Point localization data
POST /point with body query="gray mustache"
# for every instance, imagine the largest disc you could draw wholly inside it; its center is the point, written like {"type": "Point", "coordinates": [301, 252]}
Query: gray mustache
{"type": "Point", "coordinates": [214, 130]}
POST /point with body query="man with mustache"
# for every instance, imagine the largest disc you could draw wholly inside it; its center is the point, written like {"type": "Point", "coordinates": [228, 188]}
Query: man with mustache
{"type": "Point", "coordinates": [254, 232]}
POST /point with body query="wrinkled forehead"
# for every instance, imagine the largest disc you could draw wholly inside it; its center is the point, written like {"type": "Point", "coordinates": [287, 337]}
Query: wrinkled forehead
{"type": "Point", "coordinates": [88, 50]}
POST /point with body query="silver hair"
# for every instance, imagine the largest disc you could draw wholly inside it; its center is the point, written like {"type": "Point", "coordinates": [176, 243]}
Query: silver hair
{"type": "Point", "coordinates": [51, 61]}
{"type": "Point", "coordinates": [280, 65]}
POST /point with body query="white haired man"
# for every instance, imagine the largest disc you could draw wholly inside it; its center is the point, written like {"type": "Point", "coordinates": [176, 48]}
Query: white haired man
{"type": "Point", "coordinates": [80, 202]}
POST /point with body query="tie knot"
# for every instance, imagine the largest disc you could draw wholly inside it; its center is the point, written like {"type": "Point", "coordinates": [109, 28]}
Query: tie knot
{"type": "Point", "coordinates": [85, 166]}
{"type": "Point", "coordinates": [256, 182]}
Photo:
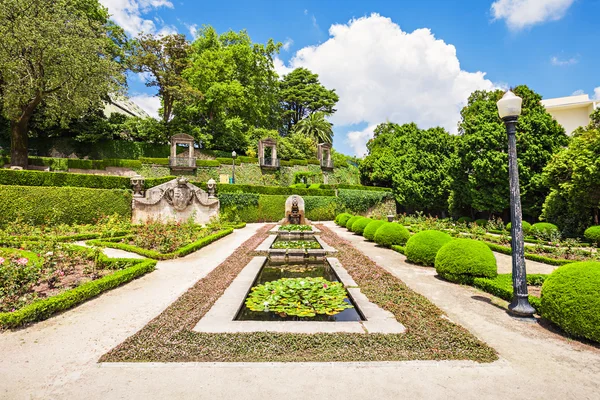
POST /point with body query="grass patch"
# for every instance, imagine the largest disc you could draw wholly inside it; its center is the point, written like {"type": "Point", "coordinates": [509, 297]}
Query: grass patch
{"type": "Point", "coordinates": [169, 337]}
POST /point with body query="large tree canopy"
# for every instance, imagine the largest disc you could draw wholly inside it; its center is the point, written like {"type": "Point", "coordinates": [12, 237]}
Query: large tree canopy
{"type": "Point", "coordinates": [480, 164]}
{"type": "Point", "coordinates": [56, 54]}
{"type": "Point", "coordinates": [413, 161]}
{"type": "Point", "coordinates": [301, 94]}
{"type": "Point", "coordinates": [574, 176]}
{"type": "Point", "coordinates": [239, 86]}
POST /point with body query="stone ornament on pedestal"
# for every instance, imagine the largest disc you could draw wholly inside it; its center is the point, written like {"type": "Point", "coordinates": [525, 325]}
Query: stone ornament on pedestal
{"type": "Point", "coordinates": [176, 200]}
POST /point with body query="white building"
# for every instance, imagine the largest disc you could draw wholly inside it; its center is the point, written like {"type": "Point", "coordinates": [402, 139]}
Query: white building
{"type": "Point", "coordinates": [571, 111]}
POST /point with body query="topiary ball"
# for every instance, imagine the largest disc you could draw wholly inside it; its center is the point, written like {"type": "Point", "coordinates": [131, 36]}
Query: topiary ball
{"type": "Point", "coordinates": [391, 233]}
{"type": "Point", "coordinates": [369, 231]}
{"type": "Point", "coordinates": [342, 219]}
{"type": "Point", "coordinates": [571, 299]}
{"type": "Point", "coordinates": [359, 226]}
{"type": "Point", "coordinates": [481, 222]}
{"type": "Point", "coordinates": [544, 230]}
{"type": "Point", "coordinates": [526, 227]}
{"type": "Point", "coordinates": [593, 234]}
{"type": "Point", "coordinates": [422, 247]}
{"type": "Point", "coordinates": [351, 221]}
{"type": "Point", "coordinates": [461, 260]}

## [Your instructions]
Line by line, print the records above exactly, skipping each picture.

## [Exercise result]
POST /point with body query="gray mustache"
# for every instance, imagine the largest disc you could draw wholly inside it; its center is the point, written like {"type": "Point", "coordinates": [301, 252]}
Query: gray mustache
{"type": "Point", "coordinates": [214, 130]}
POST /point with body query="man with mustache"
# for every instance, imagine the largest disc you could draw wholly inside it; its center is the point, written like {"type": "Point", "coordinates": [228, 188]}
Query: man with mustache
{"type": "Point", "coordinates": [254, 232]}
POST /point with body query="wrinkled forehead"
# for every instance, imagine the largest disc you could draw wholly inside it; its center is the point, written like {"type": "Point", "coordinates": [287, 337]}
Query: wrinkled forehead
{"type": "Point", "coordinates": [88, 50]}
POST /point with body query="silver hair"
# for every instance, imagine the largest disc you could draw wholly inside it; its center is the point, written like {"type": "Point", "coordinates": [176, 243]}
Query: silver hair
{"type": "Point", "coordinates": [51, 61]}
{"type": "Point", "coordinates": [280, 65]}
POST /point with body query="white haired man"
# for every instance, imagine the largest disc you could draw wholly inside it; its center is the point, written like {"type": "Point", "coordinates": [176, 48]}
Query: white haired man
{"type": "Point", "coordinates": [80, 202]}
POST /point with body query="tie knot"
# for every instance, imagine the largest disc you could draw wholly inside it; its center is the point, written like {"type": "Point", "coordinates": [109, 28]}
Query: tie knot
{"type": "Point", "coordinates": [85, 166]}
{"type": "Point", "coordinates": [256, 182]}
Photo:
POST /point with body query="grass patch"
# for every instance, imagine the largest disc you could draw wholly inside it; its center is the point, written like {"type": "Point", "coordinates": [509, 297]}
Query: grass patch
{"type": "Point", "coordinates": [169, 337]}
POST /point with body query="large tree canopy"
# for every instance, imagine the largest disc you could draw wholly inside it; its center is the point, written like {"type": "Point", "coordinates": [12, 237]}
Query: large tree canopy
{"type": "Point", "coordinates": [480, 164]}
{"type": "Point", "coordinates": [56, 54]}
{"type": "Point", "coordinates": [413, 161]}
{"type": "Point", "coordinates": [301, 94]}
{"type": "Point", "coordinates": [574, 176]}
{"type": "Point", "coordinates": [239, 86]}
POST /point with body query="stone ornament on pedestal"
# for every instance, imagine the largest disc you could draw wholly inside it; its center is the point, written like {"type": "Point", "coordinates": [525, 325]}
Query: stone ornament on pedestal
{"type": "Point", "coordinates": [176, 200]}
POST /point with body query="white building"
# for every instance, imagine the largest disc you could draw wholly inside it; its center is the point, written like {"type": "Point", "coordinates": [402, 139]}
Query: white building
{"type": "Point", "coordinates": [571, 111]}
POST /point with body query="topiary ball"
# for every instance, imagine the largest disc you could draw wholly inside it; its center is the point, written like {"type": "Point", "coordinates": [131, 36]}
Query: topiary ball
{"type": "Point", "coordinates": [391, 233]}
{"type": "Point", "coordinates": [369, 231]}
{"type": "Point", "coordinates": [342, 219]}
{"type": "Point", "coordinates": [571, 299]}
{"type": "Point", "coordinates": [359, 226]}
{"type": "Point", "coordinates": [481, 222]}
{"type": "Point", "coordinates": [544, 230]}
{"type": "Point", "coordinates": [526, 227]}
{"type": "Point", "coordinates": [593, 234]}
{"type": "Point", "coordinates": [422, 247]}
{"type": "Point", "coordinates": [351, 221]}
{"type": "Point", "coordinates": [461, 260]}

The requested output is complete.